## Records to use

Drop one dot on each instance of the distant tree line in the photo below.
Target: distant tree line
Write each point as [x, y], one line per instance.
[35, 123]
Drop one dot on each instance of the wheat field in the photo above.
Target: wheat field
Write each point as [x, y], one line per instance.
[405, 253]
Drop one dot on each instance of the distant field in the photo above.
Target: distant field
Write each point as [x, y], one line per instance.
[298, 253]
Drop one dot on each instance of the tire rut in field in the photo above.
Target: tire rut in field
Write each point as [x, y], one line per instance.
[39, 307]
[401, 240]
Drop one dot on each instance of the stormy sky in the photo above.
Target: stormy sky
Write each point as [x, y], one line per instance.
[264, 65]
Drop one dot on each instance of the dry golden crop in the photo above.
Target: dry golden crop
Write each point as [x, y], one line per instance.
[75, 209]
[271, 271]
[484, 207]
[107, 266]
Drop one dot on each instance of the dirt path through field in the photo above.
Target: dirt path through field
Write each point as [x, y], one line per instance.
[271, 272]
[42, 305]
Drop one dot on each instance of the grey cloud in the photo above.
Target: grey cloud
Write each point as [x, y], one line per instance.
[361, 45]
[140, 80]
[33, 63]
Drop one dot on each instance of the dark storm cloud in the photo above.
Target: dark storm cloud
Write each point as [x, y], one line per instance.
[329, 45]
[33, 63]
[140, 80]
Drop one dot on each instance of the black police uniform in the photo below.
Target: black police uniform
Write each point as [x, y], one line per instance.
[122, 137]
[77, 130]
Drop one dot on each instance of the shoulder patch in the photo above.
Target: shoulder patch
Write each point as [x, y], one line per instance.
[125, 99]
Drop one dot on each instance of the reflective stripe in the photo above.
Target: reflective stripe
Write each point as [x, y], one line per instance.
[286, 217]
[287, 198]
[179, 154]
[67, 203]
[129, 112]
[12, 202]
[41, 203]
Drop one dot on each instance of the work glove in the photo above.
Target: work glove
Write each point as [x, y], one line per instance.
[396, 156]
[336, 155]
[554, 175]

## Request
In the part of the rows that opens with the line containing "Drop one dot on each instance of the work" and runs through the end of the rows, rename "work glove" to "safety glove" and keep every other word and line the same. Give back only those lines.

## Reply to the exercise
Drop one dot on each instance of the safety glove in the photo above.
Target: safety glove
Write each point as [x, y], one line per instance.
[396, 156]
[336, 155]
[554, 175]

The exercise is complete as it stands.